_TEXTE EXTRAIT:_
* * * * *
Un jour de plus pour mieux récupérer
Notre corps dispose de ses propres rythmes. Après un épisode de « stress physiologique », dans lequel nous mobilisons nos ressources pour répondre aux défis du quotidien, notre corps a besoin de récupérer.
Ces temps de retour à l’équilibre sont de moins en moins respectés, du fait d’une plus grande porosité entre vies professionnelles et personnelles, comme le montre une étude, réalisée par Cog’X avec Lecko, sur quelque 16 000 collaborateur·rice·s A toute heure, du lundi au dimanche, de plus en plus de collaborateur·rice·s travaillent et accumulent ainsi de la fatigue.
Adopter une semaine de quatre jours présente un avantage fondamental : elle permet d’augmenter les temps de récupération. Le jour « gagné » peut être alloué à des tâches personnelles qui ne viennent plus interférer avec le travail. A terme, il serait ainsi possible de rétablir une distinction franche entre vies personnelle et professionnelle. Au travail, nos ressources cognitives seraient allouées uniquement aux tâches professionnelles. En dehors, notre corps pourrait revenir à l’équilibre.
La face obscure de la semaine de quatre jours
Derrière cette vision optimiste se cache une autre dimension plus sujet à débat. Selon les formules de quatre jours testées, les journées de travail peuvent s’allonger, si le nombre d’heures hebdomadaires reste le même. Elles peuvent également se compresser, si le nombre d’heures hebdomadaires diminue mais que la charge de travail est identique.
* * * * *
_INFORMATIONS EXTRAITES:_
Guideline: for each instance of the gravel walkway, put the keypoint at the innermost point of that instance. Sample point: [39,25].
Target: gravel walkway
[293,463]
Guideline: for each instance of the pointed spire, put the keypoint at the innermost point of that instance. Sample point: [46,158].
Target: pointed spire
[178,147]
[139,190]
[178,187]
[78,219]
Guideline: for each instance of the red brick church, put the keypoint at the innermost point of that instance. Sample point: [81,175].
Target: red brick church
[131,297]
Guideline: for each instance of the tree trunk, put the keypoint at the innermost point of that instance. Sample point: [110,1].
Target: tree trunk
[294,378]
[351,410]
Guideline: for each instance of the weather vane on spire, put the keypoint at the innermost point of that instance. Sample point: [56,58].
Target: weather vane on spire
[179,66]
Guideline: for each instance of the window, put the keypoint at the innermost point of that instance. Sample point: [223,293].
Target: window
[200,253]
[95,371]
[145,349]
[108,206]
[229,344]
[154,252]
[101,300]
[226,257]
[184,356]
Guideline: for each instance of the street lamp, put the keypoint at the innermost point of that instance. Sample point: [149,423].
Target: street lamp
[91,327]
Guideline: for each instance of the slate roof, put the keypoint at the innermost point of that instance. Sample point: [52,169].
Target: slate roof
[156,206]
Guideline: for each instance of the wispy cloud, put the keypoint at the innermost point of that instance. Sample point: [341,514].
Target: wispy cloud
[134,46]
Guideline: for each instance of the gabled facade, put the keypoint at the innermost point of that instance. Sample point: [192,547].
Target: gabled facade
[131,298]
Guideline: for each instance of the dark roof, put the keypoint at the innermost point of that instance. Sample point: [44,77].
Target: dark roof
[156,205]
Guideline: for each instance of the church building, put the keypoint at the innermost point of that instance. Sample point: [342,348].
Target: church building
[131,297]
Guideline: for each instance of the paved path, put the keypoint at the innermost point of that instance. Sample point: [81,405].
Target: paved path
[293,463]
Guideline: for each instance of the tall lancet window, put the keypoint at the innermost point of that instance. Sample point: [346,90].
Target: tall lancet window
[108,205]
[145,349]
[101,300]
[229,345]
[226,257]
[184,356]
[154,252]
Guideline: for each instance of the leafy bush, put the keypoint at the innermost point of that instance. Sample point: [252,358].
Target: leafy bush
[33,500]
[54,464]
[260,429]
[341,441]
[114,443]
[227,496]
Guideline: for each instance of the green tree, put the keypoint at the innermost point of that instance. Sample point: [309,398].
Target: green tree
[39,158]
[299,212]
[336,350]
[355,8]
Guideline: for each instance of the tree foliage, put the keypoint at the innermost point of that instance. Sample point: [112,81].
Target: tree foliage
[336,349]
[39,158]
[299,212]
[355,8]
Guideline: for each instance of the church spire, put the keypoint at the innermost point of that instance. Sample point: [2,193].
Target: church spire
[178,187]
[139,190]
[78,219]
* * * * *
_TRAVAIL DEMANDÉ:_
Recopiez le passage du texte sur la semaine de quatre jours compris entre « Adopter une semaine » et « travail est identique. », inclus, en remplaçant « optimiste » par « idéaliste ».

_RÉSULTAT OBTENU:_
Adopter une semaine de quatre jours présente un avantage fondamental : elle permet d’augmenter les temps de récupération. Le jour « gagné » peut être alloué à des tâches personnelles qui ne viennent plus interférer avec le travail. A terme, il serait ainsi possible de rétablir une distinction franche entre vies personnelle et professionnelle. Au travail, nos ressources cognitives seraient allouées uniquement aux tâches professionnelles. En dehors, notre corps pourrait revenir à l’équilibre.
La face obscure de la semaine de quatre jours
Derrière cette vision idéaliste se cache une autre dimension plus sujet à débat. Selon les formules de quatre jours testées, les journées de travail peuvent s’allonger, si le nombre d’heures hebdomadaires reste le même. Elles peuvent également se compresser, si le nombre d’heures hebdomadaires diminue mais que la charge de travail est identique.